- **Directions for this task**
Repeat every record below exactly, leaving out the pictures.

- **Input material**
• • • • • • •

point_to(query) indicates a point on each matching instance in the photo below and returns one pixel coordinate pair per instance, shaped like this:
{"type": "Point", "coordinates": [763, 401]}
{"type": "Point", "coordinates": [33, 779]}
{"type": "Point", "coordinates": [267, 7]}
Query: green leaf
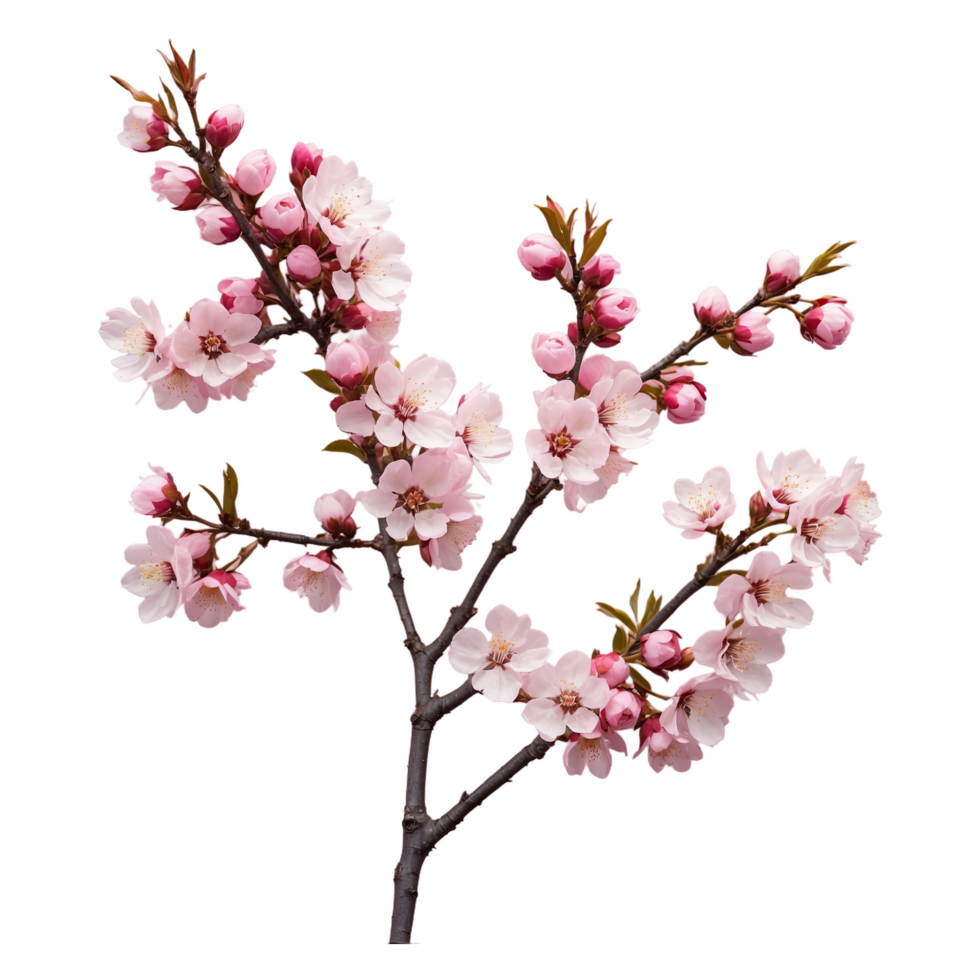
{"type": "Point", "coordinates": [597, 240]}
{"type": "Point", "coordinates": [613, 613]}
{"type": "Point", "coordinates": [320, 380]}
{"type": "Point", "coordinates": [714, 582]}
{"type": "Point", "coordinates": [343, 447]}
{"type": "Point", "coordinates": [211, 494]}
{"type": "Point", "coordinates": [231, 490]}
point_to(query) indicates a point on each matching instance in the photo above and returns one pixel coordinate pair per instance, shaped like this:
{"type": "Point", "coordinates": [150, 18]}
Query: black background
{"type": "Point", "coordinates": [253, 775]}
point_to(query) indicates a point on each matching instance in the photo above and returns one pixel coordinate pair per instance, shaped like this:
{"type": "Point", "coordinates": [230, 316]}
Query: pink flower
{"type": "Point", "coordinates": [215, 226]}
{"type": "Point", "coordinates": [141, 131]}
{"type": "Point", "coordinates": [790, 477]}
{"type": "Point", "coordinates": [700, 504]}
{"type": "Point", "coordinates": [782, 269]}
{"type": "Point", "coordinates": [214, 600]}
{"type": "Point", "coordinates": [174, 184]}
{"type": "Point", "coordinates": [822, 532]}
{"type": "Point", "coordinates": [686, 402]}
{"type": "Point", "coordinates": [602, 270]}
{"type": "Point", "coordinates": [317, 583]}
{"type": "Point", "coordinates": [237, 294]}
{"type": "Point", "coordinates": [346, 363]}
{"type": "Point", "coordinates": [282, 214]}
{"type": "Point", "coordinates": [660, 751]}
{"type": "Point", "coordinates": [135, 334]}
{"type": "Point", "coordinates": [154, 492]}
{"type": "Point", "coordinates": [158, 570]}
{"type": "Point", "coordinates": [701, 709]}
{"type": "Point", "coordinates": [303, 264]}
{"type": "Point", "coordinates": [225, 124]}
{"type": "Point", "coordinates": [563, 692]}
{"type": "Point", "coordinates": [376, 266]}
{"type": "Point", "coordinates": [769, 594]}
{"type": "Point", "coordinates": [616, 307]}
{"type": "Point", "coordinates": [541, 256]}
{"type": "Point", "coordinates": [551, 352]}
{"type": "Point", "coordinates": [830, 324]}
{"type": "Point", "coordinates": [662, 648]}
{"type": "Point", "coordinates": [405, 489]}
{"type": "Point", "coordinates": [711, 305]}
{"type": "Point", "coordinates": [215, 345]}
{"type": "Point", "coordinates": [744, 656]}
{"type": "Point", "coordinates": [592, 754]}
{"type": "Point", "coordinates": [256, 171]}
{"type": "Point", "coordinates": [754, 335]}
{"type": "Point", "coordinates": [506, 643]}
{"type": "Point", "coordinates": [479, 415]}
{"type": "Point", "coordinates": [566, 439]}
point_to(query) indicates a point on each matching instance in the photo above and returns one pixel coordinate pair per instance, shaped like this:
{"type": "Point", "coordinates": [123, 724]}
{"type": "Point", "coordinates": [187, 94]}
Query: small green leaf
{"type": "Point", "coordinates": [597, 240]}
{"type": "Point", "coordinates": [714, 582]}
{"type": "Point", "coordinates": [231, 490]}
{"type": "Point", "coordinates": [320, 380]}
{"type": "Point", "coordinates": [343, 447]}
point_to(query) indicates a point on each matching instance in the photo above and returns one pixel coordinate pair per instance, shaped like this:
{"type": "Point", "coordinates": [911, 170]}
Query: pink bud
{"type": "Point", "coordinates": [616, 307]}
{"type": "Point", "coordinates": [541, 256]}
{"type": "Point", "coordinates": [687, 402]}
{"type": "Point", "coordinates": [346, 363]}
{"type": "Point", "coordinates": [781, 270]}
{"type": "Point", "coordinates": [174, 184]}
{"type": "Point", "coordinates": [215, 226]}
{"type": "Point", "coordinates": [225, 124]}
{"type": "Point", "coordinates": [237, 294]}
{"type": "Point", "coordinates": [754, 334]}
{"type": "Point", "coordinates": [662, 648]}
{"type": "Point", "coordinates": [256, 171]}
{"type": "Point", "coordinates": [611, 668]}
{"type": "Point", "coordinates": [711, 305]}
{"type": "Point", "coordinates": [303, 264]}
{"type": "Point", "coordinates": [551, 352]}
{"type": "Point", "coordinates": [830, 324]}
{"type": "Point", "coordinates": [602, 270]}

• • • • • • •

- **Output of the task**
point_to(query) indicates a point on each matching instance in the photo below and returns one pixel coordinate pair per instance, shaped like this:
{"type": "Point", "coordinates": [763, 401]}
{"type": "Point", "coordinates": [33, 779]}
{"type": "Point", "coordinates": [267, 7]}
Query: green leaf
{"type": "Point", "coordinates": [597, 240]}
{"type": "Point", "coordinates": [613, 613]}
{"type": "Point", "coordinates": [320, 380]}
{"type": "Point", "coordinates": [714, 582]}
{"type": "Point", "coordinates": [343, 447]}
{"type": "Point", "coordinates": [211, 494]}
{"type": "Point", "coordinates": [231, 490]}
point_to(query) indicates a point on each matching instance in the photo above and returns one pixel coordinate pair per instance, shaped like this:
{"type": "Point", "coordinates": [150, 18]}
Query: black background
{"type": "Point", "coordinates": [253, 775]}
point_to(query) indicates a point on each matching instance in the photo above and returns one pixel coordinate pair per instance, shaped like this:
{"type": "Point", "coordinates": [230, 316]}
Query: pink flower
{"type": "Point", "coordinates": [215, 226]}
{"type": "Point", "coordinates": [141, 131]}
{"type": "Point", "coordinates": [790, 477]}
{"type": "Point", "coordinates": [700, 504]}
{"type": "Point", "coordinates": [782, 269]}
{"type": "Point", "coordinates": [214, 600]}
{"type": "Point", "coordinates": [174, 184]}
{"type": "Point", "coordinates": [822, 532]}
{"type": "Point", "coordinates": [686, 402]}
{"type": "Point", "coordinates": [602, 270]}
{"type": "Point", "coordinates": [317, 583]}
{"type": "Point", "coordinates": [237, 294]}
{"type": "Point", "coordinates": [346, 363]}
{"type": "Point", "coordinates": [282, 214]}
{"type": "Point", "coordinates": [660, 751]}
{"type": "Point", "coordinates": [135, 334]}
{"type": "Point", "coordinates": [154, 492]}
{"type": "Point", "coordinates": [158, 570]}
{"type": "Point", "coordinates": [701, 709]}
{"type": "Point", "coordinates": [303, 264]}
{"type": "Point", "coordinates": [225, 124]}
{"type": "Point", "coordinates": [563, 692]}
{"type": "Point", "coordinates": [376, 266]}
{"type": "Point", "coordinates": [769, 594]}
{"type": "Point", "coordinates": [616, 307]}
{"type": "Point", "coordinates": [541, 256]}
{"type": "Point", "coordinates": [551, 352]}
{"type": "Point", "coordinates": [830, 324]}
{"type": "Point", "coordinates": [662, 648]}
{"type": "Point", "coordinates": [405, 489]}
{"type": "Point", "coordinates": [711, 305]}
{"type": "Point", "coordinates": [215, 345]}
{"type": "Point", "coordinates": [744, 656]}
{"type": "Point", "coordinates": [592, 754]}
{"type": "Point", "coordinates": [256, 171]}
{"type": "Point", "coordinates": [754, 335]}
{"type": "Point", "coordinates": [506, 643]}
{"type": "Point", "coordinates": [479, 415]}
{"type": "Point", "coordinates": [566, 439]}
point_to(query) indicates a point on each matching instance in the photo above and returns one pixel coordinate pair per instance, shaped like this:
{"type": "Point", "coordinates": [123, 724]}
{"type": "Point", "coordinates": [187, 94]}
Query: small green leaf
{"type": "Point", "coordinates": [597, 240]}
{"type": "Point", "coordinates": [714, 582]}
{"type": "Point", "coordinates": [231, 490]}
{"type": "Point", "coordinates": [320, 380]}
{"type": "Point", "coordinates": [343, 447]}
point_to(query) indicates a point on each matching instance in the photo above and returns one pixel coordinate pair per instance, shaped like this:
{"type": "Point", "coordinates": [911, 170]}
Query: pink bud
{"type": "Point", "coordinates": [616, 307]}
{"type": "Point", "coordinates": [541, 256]}
{"type": "Point", "coordinates": [687, 402]}
{"type": "Point", "coordinates": [346, 363]}
{"type": "Point", "coordinates": [781, 270]}
{"type": "Point", "coordinates": [174, 184]}
{"type": "Point", "coordinates": [215, 226]}
{"type": "Point", "coordinates": [225, 124]}
{"type": "Point", "coordinates": [237, 294]}
{"type": "Point", "coordinates": [754, 334]}
{"type": "Point", "coordinates": [662, 648]}
{"type": "Point", "coordinates": [256, 171]}
{"type": "Point", "coordinates": [611, 668]}
{"type": "Point", "coordinates": [711, 305]}
{"type": "Point", "coordinates": [303, 264]}
{"type": "Point", "coordinates": [551, 352]}
{"type": "Point", "coordinates": [830, 324]}
{"type": "Point", "coordinates": [602, 270]}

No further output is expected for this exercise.